### Exercise material

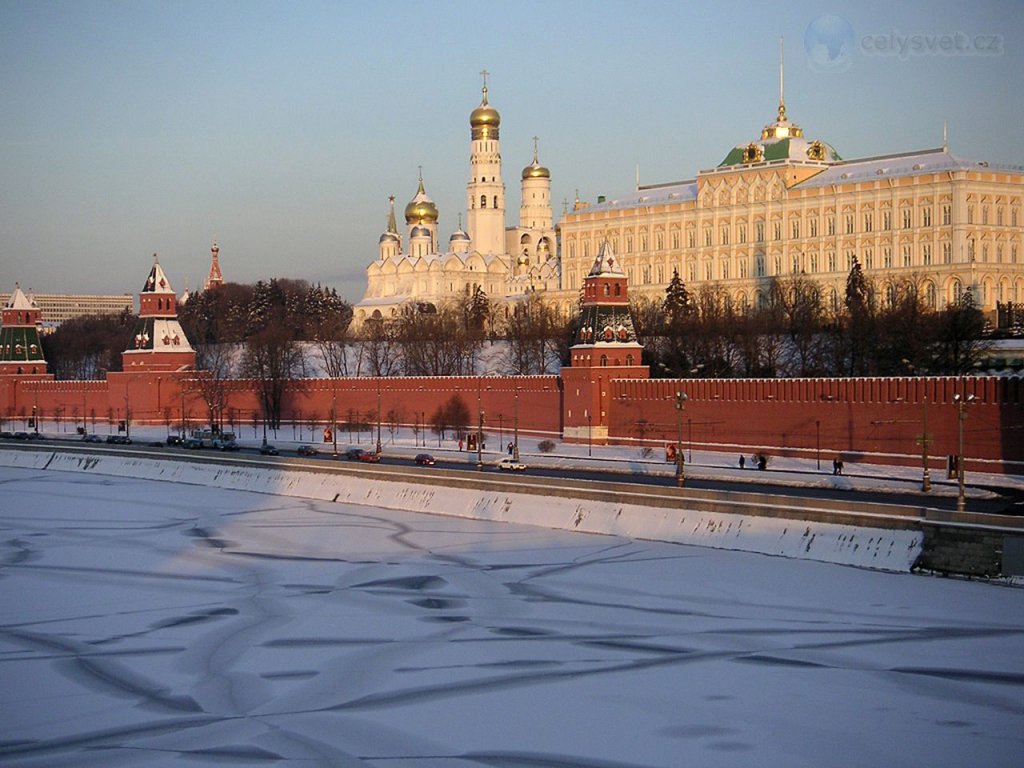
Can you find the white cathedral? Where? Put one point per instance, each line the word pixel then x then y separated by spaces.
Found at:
pixel 507 263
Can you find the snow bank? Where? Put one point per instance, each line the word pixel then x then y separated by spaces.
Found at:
pixel 847 545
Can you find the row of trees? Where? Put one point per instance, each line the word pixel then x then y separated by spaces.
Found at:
pixel 797 333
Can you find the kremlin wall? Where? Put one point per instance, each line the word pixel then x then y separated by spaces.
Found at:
pixel 603 396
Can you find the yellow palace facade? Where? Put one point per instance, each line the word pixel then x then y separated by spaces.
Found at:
pixel 782 205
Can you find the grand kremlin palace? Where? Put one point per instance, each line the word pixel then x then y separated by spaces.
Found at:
pixel 778 205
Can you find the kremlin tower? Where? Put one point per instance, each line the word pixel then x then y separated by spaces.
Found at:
pixel 605 348
pixel 20 351
pixel 159 343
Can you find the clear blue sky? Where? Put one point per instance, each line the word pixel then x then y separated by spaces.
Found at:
pixel 280 128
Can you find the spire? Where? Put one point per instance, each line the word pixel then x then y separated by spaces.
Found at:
pixel 391 225
pixel 781 79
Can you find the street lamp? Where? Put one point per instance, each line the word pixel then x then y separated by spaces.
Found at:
pixel 961 416
pixel 681 398
pixel 380 448
pixel 515 433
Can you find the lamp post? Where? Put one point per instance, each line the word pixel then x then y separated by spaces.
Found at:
pixel 380 448
pixel 515 432
pixel 681 398
pixel 590 433
pixel 926 478
pixel 961 416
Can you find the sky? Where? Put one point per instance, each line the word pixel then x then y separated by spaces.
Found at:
pixel 280 129
pixel 152 626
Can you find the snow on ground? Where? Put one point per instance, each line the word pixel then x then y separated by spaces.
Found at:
pixel 151 624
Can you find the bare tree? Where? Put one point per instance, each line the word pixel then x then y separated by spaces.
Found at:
pixel 272 358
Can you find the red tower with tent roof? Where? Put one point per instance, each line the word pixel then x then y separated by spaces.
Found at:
pixel 159 343
pixel 605 348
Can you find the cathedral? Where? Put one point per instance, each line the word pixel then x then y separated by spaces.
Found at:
pixel 414 269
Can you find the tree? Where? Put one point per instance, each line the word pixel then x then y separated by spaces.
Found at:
pixel 272 358
pixel 958 342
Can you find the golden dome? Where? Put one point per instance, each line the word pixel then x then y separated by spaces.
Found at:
pixel 536 170
pixel 484 119
pixel 421 209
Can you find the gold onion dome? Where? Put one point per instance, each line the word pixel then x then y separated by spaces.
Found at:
pixel 536 170
pixel 421 209
pixel 484 119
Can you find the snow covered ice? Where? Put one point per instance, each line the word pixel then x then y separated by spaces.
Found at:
pixel 155 624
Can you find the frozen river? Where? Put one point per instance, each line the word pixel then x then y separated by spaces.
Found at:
pixel 148 624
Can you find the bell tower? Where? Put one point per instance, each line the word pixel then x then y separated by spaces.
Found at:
pixel 485 192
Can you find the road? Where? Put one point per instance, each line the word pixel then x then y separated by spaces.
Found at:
pixel 1004 501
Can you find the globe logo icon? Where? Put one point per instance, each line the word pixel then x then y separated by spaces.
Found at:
pixel 828 41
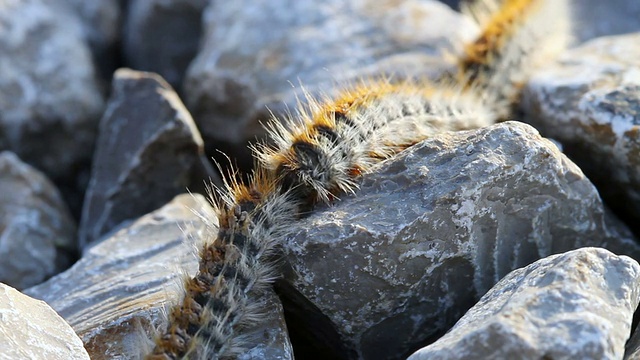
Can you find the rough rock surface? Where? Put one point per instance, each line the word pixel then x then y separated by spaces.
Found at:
pixel 590 102
pixel 101 28
pixel 163 36
pixel 37 233
pixel 256 53
pixel 434 228
pixel 30 329
pixel 577 305
pixel 49 97
pixel 119 292
pixel 148 151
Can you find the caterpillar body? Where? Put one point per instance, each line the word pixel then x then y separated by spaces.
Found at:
pixel 321 152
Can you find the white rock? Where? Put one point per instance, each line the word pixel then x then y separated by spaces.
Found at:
pixel 576 305
pixel 590 102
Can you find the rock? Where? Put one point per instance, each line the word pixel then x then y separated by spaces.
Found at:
pixel 148 151
pixel 119 293
pixel 49 96
pixel 434 228
pixel 589 100
pixel 632 349
pixel 577 305
pixel 253 51
pixel 163 36
pixel 594 18
pixel 101 28
pixel 30 329
pixel 37 233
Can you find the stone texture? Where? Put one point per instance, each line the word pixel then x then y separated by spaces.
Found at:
pixel 101 28
pixel 148 151
pixel 163 36
pixel 632 349
pixel 49 96
pixel 120 291
pixel 255 53
pixel 37 233
pixel 594 18
pixel 30 329
pixel 590 102
pixel 577 305
pixel 433 229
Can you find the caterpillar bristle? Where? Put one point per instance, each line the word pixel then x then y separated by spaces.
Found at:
pixel 517 36
pixel 318 154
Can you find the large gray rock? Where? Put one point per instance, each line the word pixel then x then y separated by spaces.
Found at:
pixel 37 233
pixel 50 103
pixel 117 296
pixel 101 22
pixel 590 102
pixel 163 36
pixel 577 305
pixel 148 151
pixel 434 228
pixel 31 329
pixel 255 53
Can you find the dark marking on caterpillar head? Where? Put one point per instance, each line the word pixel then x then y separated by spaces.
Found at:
pixel 327 133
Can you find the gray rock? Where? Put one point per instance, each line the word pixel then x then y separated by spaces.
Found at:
pixel 118 294
pixel 37 233
pixel 163 36
pixel 49 97
pixel 148 151
pixel 434 228
pixel 101 28
pixel 254 51
pixel 632 349
pixel 589 100
pixel 577 305
pixel 594 18
pixel 30 329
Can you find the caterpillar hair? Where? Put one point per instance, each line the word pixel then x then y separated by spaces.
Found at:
pixel 517 36
pixel 319 154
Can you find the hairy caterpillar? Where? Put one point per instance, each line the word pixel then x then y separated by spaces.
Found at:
pixel 323 150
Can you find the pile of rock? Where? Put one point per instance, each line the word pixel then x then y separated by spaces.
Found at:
pixel 472 234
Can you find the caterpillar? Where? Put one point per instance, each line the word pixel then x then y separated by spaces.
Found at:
pixel 320 153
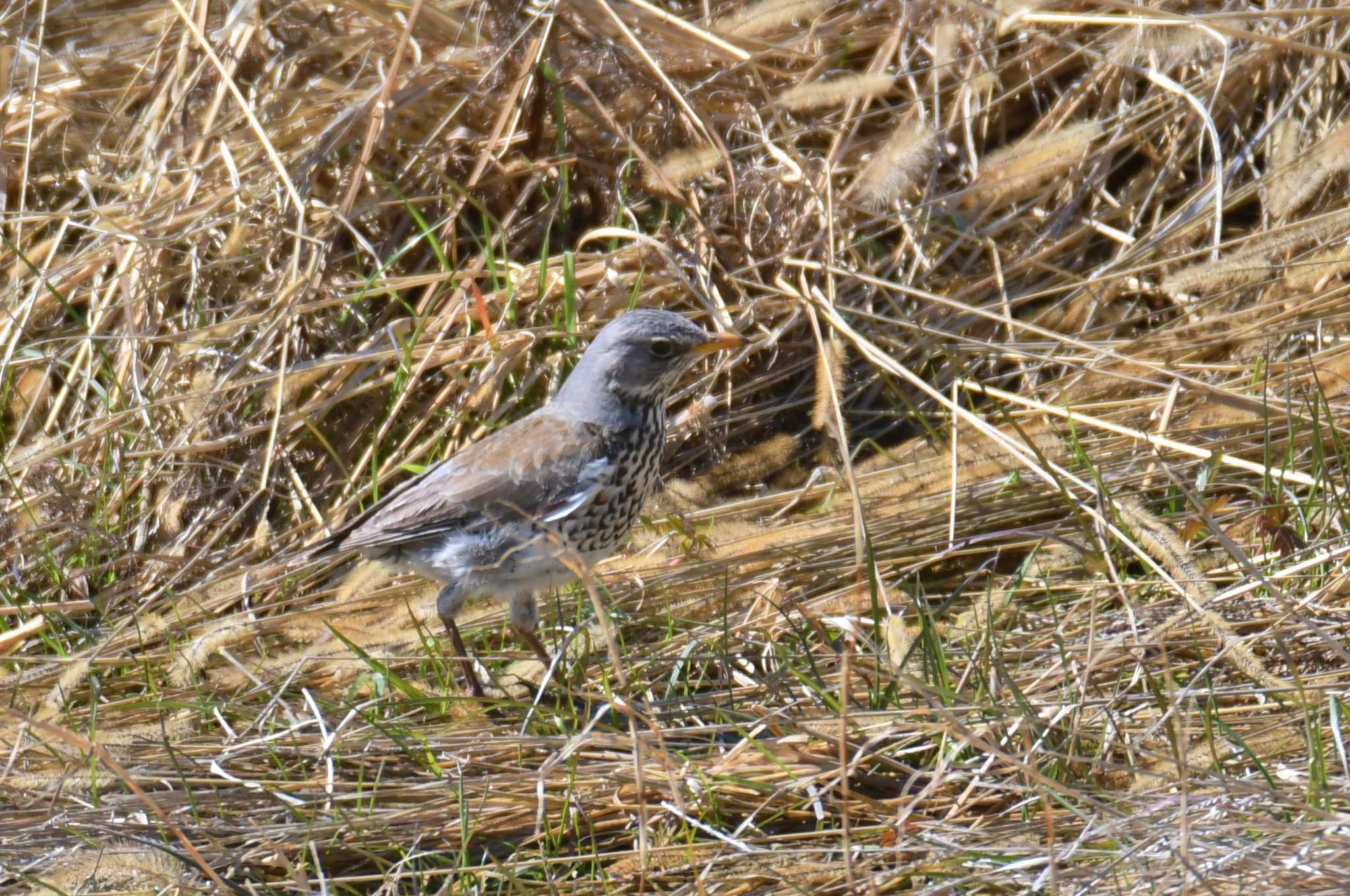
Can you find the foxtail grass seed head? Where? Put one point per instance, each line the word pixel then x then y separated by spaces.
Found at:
pixel 1163 46
pixel 1014 171
pixel 767 16
pixel 682 166
pixel 1212 277
pixel 820 95
pixel 894 168
pixel 1291 184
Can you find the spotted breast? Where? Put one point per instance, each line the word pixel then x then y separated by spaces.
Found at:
pixel 602 524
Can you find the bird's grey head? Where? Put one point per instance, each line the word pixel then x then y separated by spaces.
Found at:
pixel 637 358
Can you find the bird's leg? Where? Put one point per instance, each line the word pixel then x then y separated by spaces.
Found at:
pixel 524 620
pixel 448 602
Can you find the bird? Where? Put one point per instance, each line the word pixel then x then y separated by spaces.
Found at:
pixel 531 505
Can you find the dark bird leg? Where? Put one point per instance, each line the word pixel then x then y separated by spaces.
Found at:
pixel 448 602
pixel 524 620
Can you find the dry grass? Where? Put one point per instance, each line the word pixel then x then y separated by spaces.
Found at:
pixel 901 624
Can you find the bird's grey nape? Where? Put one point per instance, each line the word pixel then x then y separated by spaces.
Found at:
pixel 619 374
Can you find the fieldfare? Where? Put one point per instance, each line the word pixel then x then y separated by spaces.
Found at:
pixel 532 504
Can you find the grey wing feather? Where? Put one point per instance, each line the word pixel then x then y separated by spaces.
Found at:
pixel 539 467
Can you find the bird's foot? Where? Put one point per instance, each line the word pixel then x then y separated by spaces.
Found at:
pixel 466 663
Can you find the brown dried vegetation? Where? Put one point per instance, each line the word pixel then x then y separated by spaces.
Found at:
pixel 1010 557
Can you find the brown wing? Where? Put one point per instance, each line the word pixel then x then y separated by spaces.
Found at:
pixel 537 467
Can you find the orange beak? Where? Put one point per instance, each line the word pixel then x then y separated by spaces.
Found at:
pixel 717 343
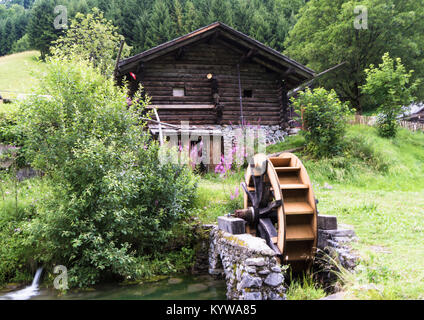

######

Exercise brief:
From the first line to the last, repeat the entries exactly and leave out the pictures.

Reply:
Can you find the white cathedral? Where? Put one point per instance, each line the word pixel then x then y separated by spaces.
Found at:
pixel 507 263
Can you find the snow bank? Where? Put one point per instance, each line the word pixel then x then y separated by spaces.
Found at:
pixel 847 545
Can you find the row of trees? Where? Put one point per instance, each line the word pixel then x then y separated by spaces.
Found at:
pixel 797 333
Can you find the kremlin wall? Where? Put one point per instance, each line the word pixel then x then y separated by spaces.
Found at:
pixel 603 396
Can you find the yellow palace facade? Where? Put one point per instance, each line the word pixel then x then y separated by spaces.
Found at:
pixel 782 205
Can you find the grand kremlin palace? Where? Put one point per instance, each line the word pixel then x then y separated by spaces.
Found at:
pixel 778 205
Can you find the kremlin tower? Where? Put one point per instance, each line the word pixel then x then y separated by spaces.
Found at:
pixel 605 348
pixel 20 351
pixel 159 343
Can you find the clear blue sky? Where? Put one point per instance, each line the word pixel then x then y separated by spaces.
Found at:
pixel 280 128
Can you find the spire? Where? Put one point per instance, each line the word pixel then x then y separated by spaces.
Found at:
pixel 391 225
pixel 781 79
Can you find the street lamp? Where? Put one point per instance, each line the word pixel then x then y separated by spaces.
Found at:
pixel 961 416
pixel 681 398
pixel 380 448
pixel 515 433
Can you find the lamp post? Where? Put one point per instance, each line the word pixel then x then y separated by spaces.
Found at:
pixel 380 448
pixel 515 432
pixel 681 398
pixel 590 433
pixel 926 478
pixel 961 416
Can you find the sky? Where? Put one point per instance, each line the word pixel then x then y separated by spaces.
Found at:
pixel 280 129
pixel 152 626
Can you find the snow on ground? Where? Put one point per instance, each line the word pixel then x then y separated by spaces.
Found at:
pixel 151 624
Can you find the bare tree? Where? Put one point per instance, each line the word pixel then x then y separated by spaces.
Found at:
pixel 272 358
Can you find the red tower with tent roof? Where? Put one point per instance, each line the word pixel then x then y separated by spaces.
Found at:
pixel 159 343
pixel 605 348
Can you find the cathedral? Where? Put one point per instance, each line the word pixel then x then y separated by spaces.
Found at:
pixel 414 269
Can you find the tree? Where? Put one point per instance, each line the word pixel then x then y separated by spaces.
Found at:
pixel 272 358
pixel 958 342
Can you find the golden dome? Where? Put one point per instance, each line the word pixel then x then y separated by spaces.
Found at:
pixel 536 170
pixel 484 119
pixel 421 209
Can you find the gold onion dome? Where? Put one point per instance, each line the word pixel then x then y separated by spaces.
Found at:
pixel 536 170
pixel 421 209
pixel 484 119
Can you find the snow covered ice? Where? Put one point per instance, each line the word pixel then x then y separated by spaces.
Found at:
pixel 155 624
Can you find the frozen river? Where? Put one point per instance, each line the word pixel then x then y separated by spaces.
Found at:
pixel 148 624
Can you find the bell tower? Where? Put one point per instance, each line the word pixel then x then y separated by spaces.
Found at:
pixel 485 192
Can you find the road? Where? Put one point per instance, each line the word pixel then x then y separated by spaces.
Found at:
pixel 1004 501
Can you find the globe logo icon? Where? Put one point per instance, each line the word pixel then x then y separated by spaces.
Found at:
pixel 828 41
Can you find the rough rock surface? Where? Put one point per instance, each line the word pixel then x then y separated by spaces.
Found at:
pixel 590 102
pixel 101 28
pixel 163 36
pixel 37 233
pixel 256 53
pixel 434 228
pixel 30 329
pixel 577 305
pixel 49 97
pixel 119 292
pixel 148 151
Can you find the caterpillar body? Where? Put one point per instance, each line the word pixel then x then y separated by spaces.
Found at:
pixel 321 152
Can you find the white rock? Where? Put one point per instance, each line the word pixel then x then y separated by spaces.
Found at:
pixel 576 305
pixel 590 102
Can you find the rock? Where? Put one point per instance, each line the word pixel then x then y separated by spaces.
Found at:
pixel 148 151
pixel 119 293
pixel 49 96
pixel 434 228
pixel 589 100
pixel 632 349
pixel 577 305
pixel 253 51
pixel 163 36
pixel 594 18
pixel 101 28
pixel 30 329
pixel 37 233
Can you find the stone texture? Where? Put one point per instance, each line the word pixel then x then y separated by spaces.
Found at:
pixel 101 28
pixel 148 151
pixel 163 36
pixel 632 349
pixel 49 96
pixel 120 291
pixel 255 53
pixel 37 233
pixel 594 18
pixel 30 329
pixel 590 102
pixel 577 305
pixel 433 229
Can you find the caterpillar bristle? Where? Put one point per instance, each line the word pixel then x then y separated by spaces.
Found at:
pixel 517 36
pixel 318 154
Can you find the large gray rock? Where? Put one point per instance, each line the word pixel then x then y separated by spaces.
Found at:
pixel 37 233
pixel 50 103
pixel 117 296
pixel 101 22
pixel 590 102
pixel 163 36
pixel 577 305
pixel 148 151
pixel 434 228
pixel 31 329
pixel 255 53
Can you find the dark marking on caterpillar head? Where? Put one point per instance, each line the word pixel then x then y separated by spaces.
Found at:
pixel 327 133
Can you find the gray rock? Where? Put one point per instance, each line the word pixel then x then y separated by spaces.
Found at:
pixel 118 294
pixel 37 233
pixel 163 36
pixel 49 97
pixel 148 151
pixel 434 228
pixel 101 28
pixel 254 51
pixel 632 349
pixel 589 100
pixel 577 305
pixel 594 18
pixel 30 329
Can you find the caterpillar hair? Where? Put one point per instance, each line the word pixel then x then y separated by spaces.
Found at:
pixel 517 36
pixel 319 154
Can you find the hairy caterpillar? Where? Put one point per instance, each line the word pixel then x then y separated by spaces.
Found at:
pixel 323 150
Can you find the pile of rock? Where? Put one point per instance, each line the word pixel then x then y separated by spaces.
Found at:
pixel 472 234
Can you find the caterpillar? Where? Put one point per instance, each line the word pixel then x then y separated by spaces.
Found at:
pixel 320 153
Can you find the foxtail grass seed head? Where? Put one point per instance, each line the word pixel then x then y separated by spaces.
Found at:
pixel 1163 46
pixel 1014 171
pixel 767 16
pixel 682 166
pixel 1212 277
pixel 820 95
pixel 894 168
pixel 1291 184
Can you find the spotted breast? Where? Put one point per instance, each line the word pixel then x then y separated by spaces.
Found at:
pixel 602 524
Can you find the bird's grey head? Where? Put one point per instance, each line the word pixel then x then y separated by spaces.
Found at:
pixel 637 358
Can you find the bird's leg? Where? Put one point per instance, each line the word pixel then x then y separated by spaces.
Found at:
pixel 524 620
pixel 448 602
Can you find the bird? Where? Put one point per instance, each line the word pixel then x then y separated by spaces.
Found at:
pixel 531 505
Can you find the dark bird leg? Where? Put one point per instance, each line the word pixel then x then y separated by spaces.
Found at:
pixel 448 602
pixel 524 620
Can you find the dry grass? Where? Put one point per instance, each line the word pixel then x then y separated by spaces.
Found at:
pixel 901 624
Can you find the bird's grey nape? Where? Put one point per instance, each line the word pixel then x then y separated by spaces.
Found at:
pixel 619 374
Can you find the fieldfare? Where? Put one point per instance, each line the word pixel then x then y separated by spaces.
Found at:
pixel 532 504
Can you find the grey wing feather? Where? Put one point per instance, each line the word pixel then x then y separated by spaces.
Found at:
pixel 539 467
Can you find the bird's foot? Where? Put one point per instance, each line the word pixel then x then y separated by spaces.
Found at:
pixel 466 663
Can you find the brown dried vegetation? Where? Put one point per instance, each line the word pixel then x then y separated by spaces.
Found at:
pixel 1010 557
Can you find the brown wing? Where? Put one point per instance, each line the word pixel then x then y separated by spaces.
Found at:
pixel 537 467
Can you find the orange beak? Where? Put one point per instance, each line the word pixel then x then y separated by spaces.
Found at:
pixel 717 343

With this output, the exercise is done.